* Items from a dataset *

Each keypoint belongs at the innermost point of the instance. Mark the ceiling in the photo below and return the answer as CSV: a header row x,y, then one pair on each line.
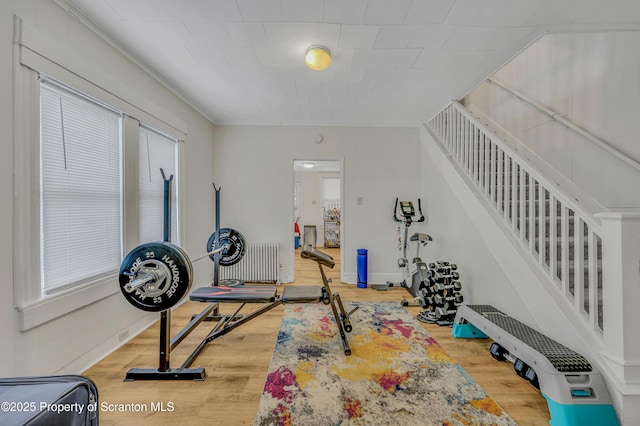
x,y
395,62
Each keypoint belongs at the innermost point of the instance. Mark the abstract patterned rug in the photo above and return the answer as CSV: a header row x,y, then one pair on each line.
x,y
397,374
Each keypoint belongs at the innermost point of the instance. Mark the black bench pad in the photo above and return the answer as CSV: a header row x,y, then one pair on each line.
x,y
240,294
302,294
321,257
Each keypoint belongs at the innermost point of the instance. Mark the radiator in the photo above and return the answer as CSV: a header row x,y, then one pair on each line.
x,y
260,264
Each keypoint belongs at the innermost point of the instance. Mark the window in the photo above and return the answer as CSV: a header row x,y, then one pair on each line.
x,y
76,179
80,187
156,152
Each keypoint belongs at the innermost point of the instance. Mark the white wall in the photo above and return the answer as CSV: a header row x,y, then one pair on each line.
x,y
74,341
589,79
254,167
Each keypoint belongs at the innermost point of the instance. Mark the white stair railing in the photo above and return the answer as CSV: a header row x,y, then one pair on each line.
x,y
561,236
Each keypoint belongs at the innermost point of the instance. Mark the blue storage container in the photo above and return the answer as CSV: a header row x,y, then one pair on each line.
x,y
362,268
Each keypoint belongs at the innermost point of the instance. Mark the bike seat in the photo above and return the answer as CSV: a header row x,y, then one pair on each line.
x,y
423,238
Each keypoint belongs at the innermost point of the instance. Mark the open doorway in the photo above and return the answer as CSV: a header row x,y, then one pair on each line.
x,y
317,204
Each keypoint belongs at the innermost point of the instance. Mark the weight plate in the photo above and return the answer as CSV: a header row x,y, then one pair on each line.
x,y
236,242
169,263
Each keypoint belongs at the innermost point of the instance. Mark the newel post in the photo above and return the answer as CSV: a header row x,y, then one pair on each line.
x,y
621,293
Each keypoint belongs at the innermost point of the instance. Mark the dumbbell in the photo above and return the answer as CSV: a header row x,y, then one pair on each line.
x,y
525,371
445,314
442,267
448,300
442,289
498,352
444,278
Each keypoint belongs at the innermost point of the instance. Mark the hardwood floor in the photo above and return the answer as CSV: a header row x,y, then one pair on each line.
x,y
237,363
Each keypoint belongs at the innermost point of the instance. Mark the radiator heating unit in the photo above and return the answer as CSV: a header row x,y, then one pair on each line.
x,y
260,264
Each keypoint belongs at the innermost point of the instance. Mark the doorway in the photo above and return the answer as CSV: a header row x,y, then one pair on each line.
x,y
317,204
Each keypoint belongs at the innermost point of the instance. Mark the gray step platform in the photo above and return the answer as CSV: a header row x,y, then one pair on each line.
x,y
576,394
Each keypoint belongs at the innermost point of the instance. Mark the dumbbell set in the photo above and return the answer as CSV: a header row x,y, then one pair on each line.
x,y
441,295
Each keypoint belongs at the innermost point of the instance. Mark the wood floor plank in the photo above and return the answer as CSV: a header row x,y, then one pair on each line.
x,y
237,365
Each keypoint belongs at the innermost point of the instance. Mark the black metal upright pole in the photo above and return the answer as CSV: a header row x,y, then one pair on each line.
x,y
167,207
216,243
165,316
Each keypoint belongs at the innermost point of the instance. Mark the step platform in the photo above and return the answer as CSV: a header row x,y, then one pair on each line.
x,y
575,392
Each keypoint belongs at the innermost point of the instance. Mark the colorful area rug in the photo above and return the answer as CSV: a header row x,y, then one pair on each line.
x,y
397,374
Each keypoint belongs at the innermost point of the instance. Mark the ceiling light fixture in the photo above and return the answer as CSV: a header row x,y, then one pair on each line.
x,y
318,58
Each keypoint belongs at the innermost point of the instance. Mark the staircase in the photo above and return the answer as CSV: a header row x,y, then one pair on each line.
x,y
541,217
585,255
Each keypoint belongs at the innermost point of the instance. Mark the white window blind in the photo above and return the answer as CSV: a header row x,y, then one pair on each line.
x,y
157,151
80,189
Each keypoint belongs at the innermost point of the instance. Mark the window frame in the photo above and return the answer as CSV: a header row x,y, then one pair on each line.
x,y
35,55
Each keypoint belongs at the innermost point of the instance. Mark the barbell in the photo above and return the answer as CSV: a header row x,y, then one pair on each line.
x,y
157,275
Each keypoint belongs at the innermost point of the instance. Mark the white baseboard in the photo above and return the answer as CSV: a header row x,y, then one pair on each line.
x,y
95,355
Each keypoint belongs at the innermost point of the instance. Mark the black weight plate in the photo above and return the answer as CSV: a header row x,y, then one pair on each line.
x,y
234,252
167,260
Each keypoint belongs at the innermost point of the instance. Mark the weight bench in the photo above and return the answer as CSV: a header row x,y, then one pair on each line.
x,y
268,298
575,393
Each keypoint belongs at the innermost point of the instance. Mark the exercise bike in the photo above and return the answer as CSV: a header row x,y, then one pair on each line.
x,y
415,274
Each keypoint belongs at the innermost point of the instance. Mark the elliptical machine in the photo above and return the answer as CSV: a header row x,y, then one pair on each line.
x,y
415,274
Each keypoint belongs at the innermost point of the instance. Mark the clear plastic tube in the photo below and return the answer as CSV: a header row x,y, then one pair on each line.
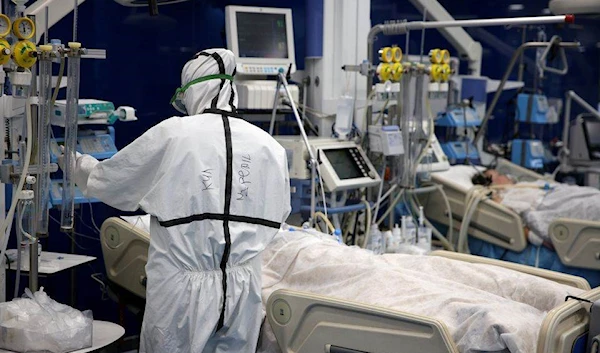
x,y
42,191
68,192
418,121
406,127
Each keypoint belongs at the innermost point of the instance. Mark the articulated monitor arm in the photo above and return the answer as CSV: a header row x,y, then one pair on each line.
x,y
57,9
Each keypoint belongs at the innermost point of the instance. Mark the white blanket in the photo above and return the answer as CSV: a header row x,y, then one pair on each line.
x,y
540,207
486,308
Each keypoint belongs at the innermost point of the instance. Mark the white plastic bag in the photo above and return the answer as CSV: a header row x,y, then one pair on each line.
x,y
36,323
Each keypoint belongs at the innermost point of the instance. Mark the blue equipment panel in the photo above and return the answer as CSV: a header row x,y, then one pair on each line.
x,y
456,151
456,118
98,146
56,195
528,153
539,109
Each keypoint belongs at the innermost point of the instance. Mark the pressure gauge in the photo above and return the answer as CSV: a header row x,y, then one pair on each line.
x,y
435,56
4,26
445,56
24,28
386,55
396,54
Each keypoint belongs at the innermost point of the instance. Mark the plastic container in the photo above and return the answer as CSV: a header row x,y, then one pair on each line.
x,y
396,240
376,241
344,117
409,231
337,234
24,249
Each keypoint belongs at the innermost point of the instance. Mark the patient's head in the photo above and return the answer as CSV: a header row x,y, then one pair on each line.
x,y
491,177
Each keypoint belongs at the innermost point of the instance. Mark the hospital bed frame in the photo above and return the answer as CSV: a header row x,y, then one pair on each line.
x,y
305,322
577,242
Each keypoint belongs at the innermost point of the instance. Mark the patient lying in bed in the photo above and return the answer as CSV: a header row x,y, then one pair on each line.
x,y
540,203
486,308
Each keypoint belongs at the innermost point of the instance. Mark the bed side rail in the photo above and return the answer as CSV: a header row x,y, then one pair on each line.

* Your objective *
Output exactly the lines from the one containing "the blue equipment" through the last line of the entries, both ends included.

* Answer for the task *
Each keypoint belongs at the innermost point of the instance. Mark the blue equipment panel in the photo above and return the answer as CSV: a header row x,y, then one pair on each line.
x,y
456,151
456,118
98,146
56,195
528,153
539,109
Each keypoint belongs at the innermost point of the instance. Mark the pressure gauge in the photo above and return the answer as CSV: a header row x,y, then one pair on each line.
x,y
435,56
4,26
445,56
24,28
386,55
396,54
Each keypoint belongs at the innermost point of the instance. Mark the plastic container in the photo above and return the answer as CSV: a header row x,y, then one pair on each line.
x,y
396,240
376,241
344,117
409,231
337,234
24,249
Each keypoint belongs at the innermost point of the instance. Mark the patient's head in the photo above and return the answer as CSV: a header row x,y, then one pair on each line.
x,y
491,177
Each keypoint belongs at the innermost point of the instance. Mark the hospital bed frame in the photo above and return the answer as CSV: a header row x,y, then one pair on each line.
x,y
305,322
577,242
Each keypoint belongs at the innermost point of the instance. Mark the patient lying in bed in the photo above and return the answer as CSV: a header row x,y, then one pair on each line.
x,y
540,203
486,308
Each keypoint belongs at the innermost point of the instance. Mark the bed side rail in the photo above and return the answer as CSV: a header row x,y, then one pair on each line.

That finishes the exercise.